_Work request A_:
Answer each question from the text on outbreaks and immunization.
(i) By what percentage did disruptive conflict events reduce the population-level effectiveness of vaccination?
(ii) Over what period did the systematic review of 8 African countries track routine vaccination coverage?
(iii) How much was surgical capacity reduced as a result of the 2014 Ebola outbreak in West Africa?
_Work request B_: Rewrite the part of the text on outbreaks and immunization that opens with the words containing "This modeling study" and closes with "regions experiencing conflict.", replacing "Ebola" with "Ebola virus disease" throughout.
_Work request C_: According to the text on outbreaks and immunization, why did coverage of routine vaccinations such as BCG, DPT, and measles rise in the 8 African countries reviewed? Answer in one to three sentences.

Text section section start

Conflict events can disrupt immunization programs and lead to attacks on health workers

This modeling study examined the impact of conflict events on disease control efforts during an Ebola outbreak in the Democratic Republic of the Congo. The model used a timeline of conflict events and an ethnographic appraisal of attacks on health care workers and treatment centers to estimate their impact on the epidemic trajectory of Ebola. Overall, the population-level effectiveness of vaccination was reduced by 43% due to disruptive conflict events. The researchers also found that declining incidence of Ebola was repeatedly reversed by conflict events. This framework can be extended to other diseases and regions experiencing conflict.

Investments in polio eradication in Africa improved overall immunization systems and increased coverage of routine vaccinations

A systematic review of 8 African countries that had wild polio virus transmission and significant polio eradication activities found evidence that the huge investments made in polio have strengthened capacity in almost all aspects of the overall immunization systems, especially in the areas of microplanning, service delivery, capacity-building (especially supportive supervision and on-the-job training), and program management. This led to substantial increases in coverage of other routine vaccinations – BCG, DPT, measles – in all 8 countries over a 25-year period (1989-2014), including a more than a 3-fold increase in DPT3 coverage in 2 countries and a more than a 2-fold increase in 3 other countries.

Efforts to eradicate polio have also led to improved access to other vaccines

The expertise and assets gained through efforts to eradicate polio at least partially explain the improvement between 2013 and 2015 in vaccination coverage of DPT3 in six out of ten “focus” countries of the Polio Eradication Endgame strategic plan. This includes substantial increases in vaccination rates in India, Nigeria, and Ethiopia, which, combined, reduced the number of children not fully vaccinated with DPT by 2 million in 2 years.

Disease outbreaks can be associated with school closures, food insecurity, and health system disruptions

In a 2018 study, researchers describe the devastating and far-reaching impacts of the 2014 Ebola outbreak in West Africa, including more than half a million people experiencing food insecurity, school closures lasting more than 7 months, tens of thousands of children orphaned, and a huge proportion of the health workforce killed by the disease, leading to infant, maternal, and child deaths due to a lack of skilled health workers and a 97% reduction in surgical capacity.

Text section section end
Excerpted records section start

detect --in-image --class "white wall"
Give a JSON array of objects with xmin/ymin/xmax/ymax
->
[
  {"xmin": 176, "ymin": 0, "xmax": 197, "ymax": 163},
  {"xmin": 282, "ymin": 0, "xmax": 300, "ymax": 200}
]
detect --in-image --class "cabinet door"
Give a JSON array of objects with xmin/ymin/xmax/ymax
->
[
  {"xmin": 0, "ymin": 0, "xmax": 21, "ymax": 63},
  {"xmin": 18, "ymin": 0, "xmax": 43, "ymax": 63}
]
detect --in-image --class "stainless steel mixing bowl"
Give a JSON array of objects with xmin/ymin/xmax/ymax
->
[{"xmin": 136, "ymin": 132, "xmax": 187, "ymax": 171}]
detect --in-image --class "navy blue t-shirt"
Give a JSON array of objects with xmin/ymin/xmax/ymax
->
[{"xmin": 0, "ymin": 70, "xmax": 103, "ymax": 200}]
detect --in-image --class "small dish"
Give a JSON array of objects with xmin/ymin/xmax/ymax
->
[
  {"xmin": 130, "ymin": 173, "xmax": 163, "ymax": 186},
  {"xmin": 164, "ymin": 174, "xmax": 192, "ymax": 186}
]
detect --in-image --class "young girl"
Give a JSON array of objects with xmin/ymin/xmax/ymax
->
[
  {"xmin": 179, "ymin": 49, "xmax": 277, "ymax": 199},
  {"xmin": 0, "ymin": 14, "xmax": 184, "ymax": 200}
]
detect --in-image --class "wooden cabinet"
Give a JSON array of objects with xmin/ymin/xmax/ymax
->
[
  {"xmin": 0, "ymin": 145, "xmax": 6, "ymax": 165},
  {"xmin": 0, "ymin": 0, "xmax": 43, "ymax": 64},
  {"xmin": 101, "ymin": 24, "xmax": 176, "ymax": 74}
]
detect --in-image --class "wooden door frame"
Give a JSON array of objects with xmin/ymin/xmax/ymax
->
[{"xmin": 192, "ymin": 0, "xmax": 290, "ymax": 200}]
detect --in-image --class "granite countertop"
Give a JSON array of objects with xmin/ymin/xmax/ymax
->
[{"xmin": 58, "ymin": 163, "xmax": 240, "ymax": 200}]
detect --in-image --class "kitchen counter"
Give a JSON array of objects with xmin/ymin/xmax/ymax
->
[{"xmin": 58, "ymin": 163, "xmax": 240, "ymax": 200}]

Excerpted records section end

_Written answer A_:
(i) 43%
(ii) 25 years, 1989-2014
(iii) By 97%

_Written answer B_:
This modeling study examined the impact of conflict events on disease control efforts during an Ebola virus disease outbreak in the Democratic Republic of the Congo. The model used a timeline of conflict events and an ethnographic appraisal of attacks on health care workers and treatment centers to estimate their impact on the epidemic trajectory of Ebola virus disease. Overall, the population-level effectiveness of vaccination was reduced by 43% due to disruptive conflict events. The researchers also found that declining incidence of Ebola virus disease was repeatedly reversed by conflict events. This framework can be extended to other diseases and regions experiencing conflict.

_Written answer C_: The large investments in polio eradication strengthened capacity in almost all aspects of the overall immunization systems. The gains were greatest in microplanning, service delivery, capacity-building, and program management. This led to substantial increases in coverage of other routine vaccinations.